_DESCRIPTION OF THE TASK:_ Can you reproduce only the material from the line containing "out the group" through the line containing "[(121, 145)]", inclusive, putting "walking soldier" in place of "marching soldier" and leaving everything else unchanged?

====== EXTRACTED DATA ======

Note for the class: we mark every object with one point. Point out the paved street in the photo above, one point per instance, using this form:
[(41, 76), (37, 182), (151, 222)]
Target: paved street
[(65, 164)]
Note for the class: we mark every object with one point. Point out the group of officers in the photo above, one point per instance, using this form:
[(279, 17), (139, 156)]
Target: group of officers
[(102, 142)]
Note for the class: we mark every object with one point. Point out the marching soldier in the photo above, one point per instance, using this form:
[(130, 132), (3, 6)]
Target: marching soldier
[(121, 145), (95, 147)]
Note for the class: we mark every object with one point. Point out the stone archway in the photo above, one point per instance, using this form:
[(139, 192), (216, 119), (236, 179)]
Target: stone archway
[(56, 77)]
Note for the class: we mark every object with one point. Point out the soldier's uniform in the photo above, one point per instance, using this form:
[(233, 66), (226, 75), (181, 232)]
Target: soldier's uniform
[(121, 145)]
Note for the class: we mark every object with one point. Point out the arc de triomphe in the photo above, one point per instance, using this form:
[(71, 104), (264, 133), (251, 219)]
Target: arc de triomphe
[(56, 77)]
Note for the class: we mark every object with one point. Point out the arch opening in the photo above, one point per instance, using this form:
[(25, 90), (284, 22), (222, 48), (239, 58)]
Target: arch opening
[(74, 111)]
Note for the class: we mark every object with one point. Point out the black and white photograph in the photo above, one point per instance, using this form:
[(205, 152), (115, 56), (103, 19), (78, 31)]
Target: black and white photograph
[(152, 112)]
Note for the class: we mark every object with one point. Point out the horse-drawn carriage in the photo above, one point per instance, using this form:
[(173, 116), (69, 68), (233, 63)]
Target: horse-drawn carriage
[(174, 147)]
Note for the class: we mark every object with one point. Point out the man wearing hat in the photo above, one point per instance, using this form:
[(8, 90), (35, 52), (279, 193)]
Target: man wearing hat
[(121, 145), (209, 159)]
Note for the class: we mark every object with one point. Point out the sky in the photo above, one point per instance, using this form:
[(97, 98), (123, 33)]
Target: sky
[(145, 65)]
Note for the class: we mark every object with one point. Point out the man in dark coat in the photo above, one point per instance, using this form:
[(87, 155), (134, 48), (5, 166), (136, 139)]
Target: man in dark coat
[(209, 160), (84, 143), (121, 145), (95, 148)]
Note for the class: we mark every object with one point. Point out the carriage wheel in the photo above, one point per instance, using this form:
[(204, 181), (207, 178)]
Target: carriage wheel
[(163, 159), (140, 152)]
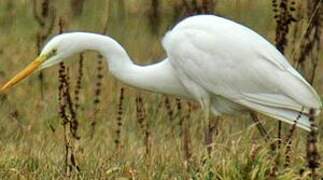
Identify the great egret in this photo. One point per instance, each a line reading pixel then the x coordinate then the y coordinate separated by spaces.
pixel 225 66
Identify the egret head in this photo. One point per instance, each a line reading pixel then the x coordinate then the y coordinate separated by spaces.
pixel 58 48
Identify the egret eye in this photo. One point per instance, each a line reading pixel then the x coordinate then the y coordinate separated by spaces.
pixel 52 53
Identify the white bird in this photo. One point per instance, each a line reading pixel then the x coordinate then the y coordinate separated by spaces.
pixel 223 65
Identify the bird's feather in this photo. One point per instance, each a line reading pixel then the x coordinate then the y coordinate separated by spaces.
pixel 232 61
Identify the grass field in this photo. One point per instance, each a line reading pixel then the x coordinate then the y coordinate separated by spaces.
pixel 31 132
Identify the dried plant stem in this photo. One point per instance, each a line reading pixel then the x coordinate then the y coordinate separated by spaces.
pixel 78 86
pixel 98 92
pixel 117 140
pixel 308 58
pixel 284 18
pixel 312 154
pixel 288 141
pixel 46 21
pixel 68 116
pixel 70 122
pixel 186 136
pixel 169 109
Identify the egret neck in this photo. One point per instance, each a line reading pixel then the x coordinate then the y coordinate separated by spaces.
pixel 159 77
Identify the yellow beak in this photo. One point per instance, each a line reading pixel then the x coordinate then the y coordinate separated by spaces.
pixel 24 73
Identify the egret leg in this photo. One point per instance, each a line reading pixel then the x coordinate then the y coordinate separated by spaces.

======

_EXERCISE OUTPUT:_
Note for the class: we mark every object with one point. Point out the group of officers in the photo above, one point per instance, using this form:
[(279, 17), (139, 156)]
Target: group of officers
[(102, 142)]
Note for the class: we mark every object with one point. Point out the walking soldier in the photo above, one point per instance, using this form:
[(130, 132), (3, 6)]
Target: walking soldier
[(121, 145), (95, 147)]
Note for the class: we mark every object with one point. Point out the stone archway in the photo above, one point per instance, using this form:
[(139, 192), (216, 119), (236, 179)]
Target: stone archway
[(56, 77)]
Note for the class: we mark every object with one point. Point out the soldier's uniform in the photo above, one point per instance, using this form:
[(233, 66), (226, 75), (181, 232)]
Target: soldier's uniform
[(121, 145)]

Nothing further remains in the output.